### Natural-language object grounding data:
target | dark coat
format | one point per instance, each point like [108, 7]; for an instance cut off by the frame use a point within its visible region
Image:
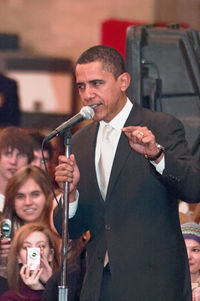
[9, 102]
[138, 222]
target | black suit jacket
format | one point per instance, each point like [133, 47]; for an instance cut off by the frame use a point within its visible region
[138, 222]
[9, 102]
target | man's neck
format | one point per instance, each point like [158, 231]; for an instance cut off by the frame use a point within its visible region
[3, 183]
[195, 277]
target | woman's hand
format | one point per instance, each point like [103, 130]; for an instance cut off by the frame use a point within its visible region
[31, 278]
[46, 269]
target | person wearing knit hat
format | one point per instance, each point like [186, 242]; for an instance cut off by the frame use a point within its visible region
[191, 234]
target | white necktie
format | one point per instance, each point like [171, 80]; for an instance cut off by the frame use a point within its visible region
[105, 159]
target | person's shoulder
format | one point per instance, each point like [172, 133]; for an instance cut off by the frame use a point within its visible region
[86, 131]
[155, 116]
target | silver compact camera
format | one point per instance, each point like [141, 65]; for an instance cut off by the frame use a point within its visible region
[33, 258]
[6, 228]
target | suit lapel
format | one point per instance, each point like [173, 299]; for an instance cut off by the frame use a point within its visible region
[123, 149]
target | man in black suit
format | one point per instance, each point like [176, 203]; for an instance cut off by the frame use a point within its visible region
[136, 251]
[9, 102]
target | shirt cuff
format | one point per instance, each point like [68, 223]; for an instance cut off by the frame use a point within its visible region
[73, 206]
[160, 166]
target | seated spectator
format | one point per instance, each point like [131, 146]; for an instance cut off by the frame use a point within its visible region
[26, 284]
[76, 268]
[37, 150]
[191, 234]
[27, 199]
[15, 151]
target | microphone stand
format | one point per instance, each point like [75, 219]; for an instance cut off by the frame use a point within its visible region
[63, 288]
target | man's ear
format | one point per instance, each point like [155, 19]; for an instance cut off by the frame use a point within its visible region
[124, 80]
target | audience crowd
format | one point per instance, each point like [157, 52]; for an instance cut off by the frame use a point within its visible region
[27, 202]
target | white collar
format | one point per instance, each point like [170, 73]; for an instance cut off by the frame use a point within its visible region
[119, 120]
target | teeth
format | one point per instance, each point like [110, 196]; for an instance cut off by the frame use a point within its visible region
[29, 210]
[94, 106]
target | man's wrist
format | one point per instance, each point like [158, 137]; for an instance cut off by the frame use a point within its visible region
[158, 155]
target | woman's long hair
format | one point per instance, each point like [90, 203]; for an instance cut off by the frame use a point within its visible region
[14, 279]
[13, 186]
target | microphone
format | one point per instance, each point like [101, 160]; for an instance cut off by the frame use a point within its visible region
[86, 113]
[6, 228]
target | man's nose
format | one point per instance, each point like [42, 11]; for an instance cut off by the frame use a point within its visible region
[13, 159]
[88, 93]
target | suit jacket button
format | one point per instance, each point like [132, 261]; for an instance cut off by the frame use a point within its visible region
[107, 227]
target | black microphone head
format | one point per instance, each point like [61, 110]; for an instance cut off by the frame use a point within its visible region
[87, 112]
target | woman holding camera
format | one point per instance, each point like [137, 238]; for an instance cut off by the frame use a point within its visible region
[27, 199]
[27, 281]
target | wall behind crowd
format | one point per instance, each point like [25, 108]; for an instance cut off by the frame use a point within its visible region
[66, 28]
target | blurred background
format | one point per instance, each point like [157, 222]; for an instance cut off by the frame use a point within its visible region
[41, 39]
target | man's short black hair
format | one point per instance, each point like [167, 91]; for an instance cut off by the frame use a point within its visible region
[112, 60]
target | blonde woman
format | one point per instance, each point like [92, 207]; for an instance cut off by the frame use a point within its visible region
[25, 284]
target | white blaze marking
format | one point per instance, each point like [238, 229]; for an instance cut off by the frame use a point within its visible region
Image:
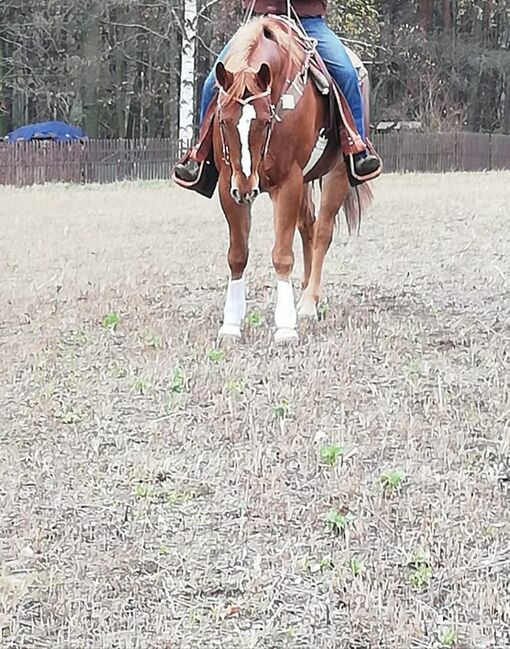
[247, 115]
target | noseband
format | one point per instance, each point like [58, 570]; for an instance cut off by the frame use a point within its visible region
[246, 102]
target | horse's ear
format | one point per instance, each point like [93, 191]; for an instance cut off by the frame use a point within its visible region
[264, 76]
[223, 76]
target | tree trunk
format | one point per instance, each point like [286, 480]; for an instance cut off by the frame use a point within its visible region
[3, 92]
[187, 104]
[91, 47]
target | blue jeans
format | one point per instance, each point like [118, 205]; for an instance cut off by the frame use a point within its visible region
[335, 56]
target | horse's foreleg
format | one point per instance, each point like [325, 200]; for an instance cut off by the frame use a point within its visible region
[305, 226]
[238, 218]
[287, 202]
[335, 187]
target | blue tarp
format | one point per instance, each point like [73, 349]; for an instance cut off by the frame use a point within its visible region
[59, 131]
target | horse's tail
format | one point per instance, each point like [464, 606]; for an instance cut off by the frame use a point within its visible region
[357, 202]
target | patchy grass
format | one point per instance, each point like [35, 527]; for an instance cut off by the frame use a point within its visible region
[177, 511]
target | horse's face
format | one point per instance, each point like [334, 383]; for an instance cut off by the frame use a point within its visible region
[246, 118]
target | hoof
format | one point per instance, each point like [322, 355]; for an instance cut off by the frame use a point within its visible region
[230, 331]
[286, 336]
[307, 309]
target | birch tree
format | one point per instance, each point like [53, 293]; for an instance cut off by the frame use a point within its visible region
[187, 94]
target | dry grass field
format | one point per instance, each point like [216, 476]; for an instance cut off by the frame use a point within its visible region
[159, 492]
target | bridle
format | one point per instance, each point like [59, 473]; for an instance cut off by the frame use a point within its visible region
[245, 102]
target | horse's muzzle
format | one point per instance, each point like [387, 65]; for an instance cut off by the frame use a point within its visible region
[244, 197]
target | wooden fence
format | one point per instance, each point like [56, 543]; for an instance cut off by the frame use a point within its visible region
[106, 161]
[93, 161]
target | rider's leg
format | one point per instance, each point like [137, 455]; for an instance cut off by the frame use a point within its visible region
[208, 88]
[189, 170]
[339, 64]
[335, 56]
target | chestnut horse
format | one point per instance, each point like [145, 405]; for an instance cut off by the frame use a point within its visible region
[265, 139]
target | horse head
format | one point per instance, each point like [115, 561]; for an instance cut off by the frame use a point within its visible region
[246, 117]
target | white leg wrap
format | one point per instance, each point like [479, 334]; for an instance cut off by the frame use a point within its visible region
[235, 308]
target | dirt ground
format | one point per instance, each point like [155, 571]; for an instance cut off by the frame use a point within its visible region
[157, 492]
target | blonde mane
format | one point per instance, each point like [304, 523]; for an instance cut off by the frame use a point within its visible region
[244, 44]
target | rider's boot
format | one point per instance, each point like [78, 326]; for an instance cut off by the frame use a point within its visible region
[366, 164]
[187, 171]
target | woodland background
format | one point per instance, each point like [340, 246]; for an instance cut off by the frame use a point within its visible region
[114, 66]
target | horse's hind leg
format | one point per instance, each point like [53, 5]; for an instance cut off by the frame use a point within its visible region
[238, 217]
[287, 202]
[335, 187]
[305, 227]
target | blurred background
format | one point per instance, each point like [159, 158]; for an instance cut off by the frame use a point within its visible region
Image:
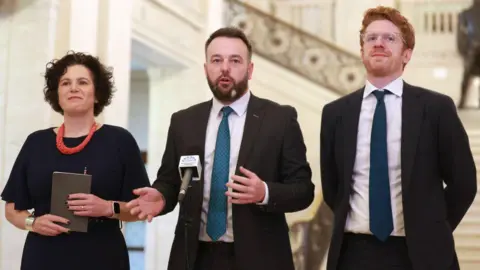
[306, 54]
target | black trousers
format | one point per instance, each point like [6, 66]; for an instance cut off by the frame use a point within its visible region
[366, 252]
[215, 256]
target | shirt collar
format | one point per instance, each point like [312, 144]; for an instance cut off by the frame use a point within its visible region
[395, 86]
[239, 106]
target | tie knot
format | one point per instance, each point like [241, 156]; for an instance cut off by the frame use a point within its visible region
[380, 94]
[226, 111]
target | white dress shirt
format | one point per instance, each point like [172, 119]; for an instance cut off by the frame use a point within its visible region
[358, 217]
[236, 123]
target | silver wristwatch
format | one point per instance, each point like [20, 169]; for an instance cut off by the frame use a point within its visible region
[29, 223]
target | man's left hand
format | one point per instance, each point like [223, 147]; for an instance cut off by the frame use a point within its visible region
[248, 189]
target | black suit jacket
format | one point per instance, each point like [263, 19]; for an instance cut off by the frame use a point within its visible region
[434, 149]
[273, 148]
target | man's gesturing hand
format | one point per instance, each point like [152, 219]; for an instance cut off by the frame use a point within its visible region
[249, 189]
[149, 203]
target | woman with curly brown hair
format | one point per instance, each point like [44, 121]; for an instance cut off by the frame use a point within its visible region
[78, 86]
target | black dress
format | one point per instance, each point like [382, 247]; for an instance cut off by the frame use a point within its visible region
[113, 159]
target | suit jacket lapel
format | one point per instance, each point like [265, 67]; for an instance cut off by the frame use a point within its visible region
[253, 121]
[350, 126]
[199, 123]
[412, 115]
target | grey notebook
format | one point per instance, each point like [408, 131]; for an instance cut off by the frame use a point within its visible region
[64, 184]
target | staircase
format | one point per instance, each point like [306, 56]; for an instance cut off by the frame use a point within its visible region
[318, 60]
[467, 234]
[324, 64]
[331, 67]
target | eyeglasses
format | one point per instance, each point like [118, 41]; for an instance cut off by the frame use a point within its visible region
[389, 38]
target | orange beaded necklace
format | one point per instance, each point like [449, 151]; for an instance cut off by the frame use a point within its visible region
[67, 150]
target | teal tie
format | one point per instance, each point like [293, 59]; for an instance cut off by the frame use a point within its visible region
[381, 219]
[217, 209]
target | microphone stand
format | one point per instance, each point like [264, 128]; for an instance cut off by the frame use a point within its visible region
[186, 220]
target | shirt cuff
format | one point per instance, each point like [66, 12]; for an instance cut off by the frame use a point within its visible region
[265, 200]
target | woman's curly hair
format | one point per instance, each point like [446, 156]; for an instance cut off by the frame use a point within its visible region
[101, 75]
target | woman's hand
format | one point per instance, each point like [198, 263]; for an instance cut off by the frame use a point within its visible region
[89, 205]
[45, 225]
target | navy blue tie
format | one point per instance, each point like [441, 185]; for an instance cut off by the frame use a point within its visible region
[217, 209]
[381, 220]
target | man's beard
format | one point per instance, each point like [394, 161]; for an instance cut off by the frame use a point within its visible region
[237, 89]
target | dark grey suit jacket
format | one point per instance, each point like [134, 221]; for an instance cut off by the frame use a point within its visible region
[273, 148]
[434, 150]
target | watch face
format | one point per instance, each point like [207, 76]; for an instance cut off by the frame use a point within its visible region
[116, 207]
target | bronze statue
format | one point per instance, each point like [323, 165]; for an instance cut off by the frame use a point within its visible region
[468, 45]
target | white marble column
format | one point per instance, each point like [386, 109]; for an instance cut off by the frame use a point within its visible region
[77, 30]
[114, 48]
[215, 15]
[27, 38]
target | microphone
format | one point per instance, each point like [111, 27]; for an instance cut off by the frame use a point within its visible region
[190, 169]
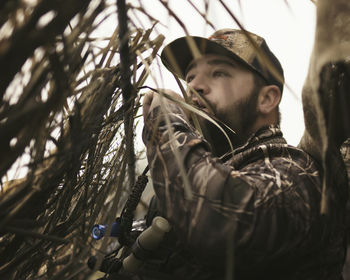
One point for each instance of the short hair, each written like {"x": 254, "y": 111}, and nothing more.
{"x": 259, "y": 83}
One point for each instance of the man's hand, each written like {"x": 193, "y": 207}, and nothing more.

### Task objective:
From the records above, repeat exactly the lines from the one with "format | one point per instance, each point like [118, 205];" through the one with "target | horse's foreleg", both included.

### Answer for the task:
format | one point per instance, each point like [118, 205]; for an instance cut off by the frame use a point within its visible region
[335, 56]
target | horse's foreleg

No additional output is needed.